*** Material to process Section Begins ***

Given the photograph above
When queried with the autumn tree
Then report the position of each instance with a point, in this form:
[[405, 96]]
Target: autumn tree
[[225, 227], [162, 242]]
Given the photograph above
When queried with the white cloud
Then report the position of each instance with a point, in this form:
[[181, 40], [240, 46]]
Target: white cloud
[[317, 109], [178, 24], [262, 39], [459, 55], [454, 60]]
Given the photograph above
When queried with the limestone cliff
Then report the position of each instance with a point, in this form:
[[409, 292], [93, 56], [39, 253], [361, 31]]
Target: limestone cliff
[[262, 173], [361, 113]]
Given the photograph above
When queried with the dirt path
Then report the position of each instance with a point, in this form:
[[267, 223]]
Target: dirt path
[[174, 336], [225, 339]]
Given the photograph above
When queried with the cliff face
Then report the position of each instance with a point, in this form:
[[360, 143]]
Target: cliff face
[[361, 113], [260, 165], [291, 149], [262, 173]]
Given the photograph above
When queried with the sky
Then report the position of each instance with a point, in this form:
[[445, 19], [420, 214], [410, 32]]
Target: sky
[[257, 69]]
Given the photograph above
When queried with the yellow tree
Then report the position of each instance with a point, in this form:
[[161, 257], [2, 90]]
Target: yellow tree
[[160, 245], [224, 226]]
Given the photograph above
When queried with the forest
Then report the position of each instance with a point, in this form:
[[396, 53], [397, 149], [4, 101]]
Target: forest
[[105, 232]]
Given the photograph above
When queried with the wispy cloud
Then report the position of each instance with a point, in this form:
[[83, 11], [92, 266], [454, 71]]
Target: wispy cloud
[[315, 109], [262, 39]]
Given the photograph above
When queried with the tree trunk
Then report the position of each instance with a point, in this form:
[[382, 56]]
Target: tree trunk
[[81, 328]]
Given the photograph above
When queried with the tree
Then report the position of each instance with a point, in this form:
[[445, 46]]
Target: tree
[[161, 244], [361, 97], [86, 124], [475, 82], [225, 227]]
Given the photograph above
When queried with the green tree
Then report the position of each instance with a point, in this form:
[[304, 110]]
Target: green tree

*** Material to process Section Ends ***

▶ [Task item] When the line with "Target: white cloud" is reached in the data above, begin copying, and stop after the line with "[[445, 19], [420, 214], [410, 32]]"; copy each line exactly, both ends included.

▶ [Response box]
Target: white cloud
[[317, 109], [178, 24], [262, 39], [459, 55], [454, 60]]
Given the photograph above
When queried with the limestone cliff
Then report the position of each instance with a point, in this form:
[[409, 292], [93, 56], [39, 253], [361, 31]]
Target: limestone cliff
[[262, 173], [361, 113]]
Given the photograph above
When queried with the dirt path
Then report the position of each instance with a point, in this form:
[[267, 223]]
Target: dirt path
[[174, 336], [225, 339]]
Given the photograph above
When queried with the cliff face
Then report the position of each instance with a point, in this form:
[[360, 143]]
Target: cliff face
[[361, 113], [260, 165], [291, 149], [262, 173]]
Given the photograph above
When queried with the sky
Then report the position of each instance with a point, in this form:
[[445, 19], [420, 214], [410, 32]]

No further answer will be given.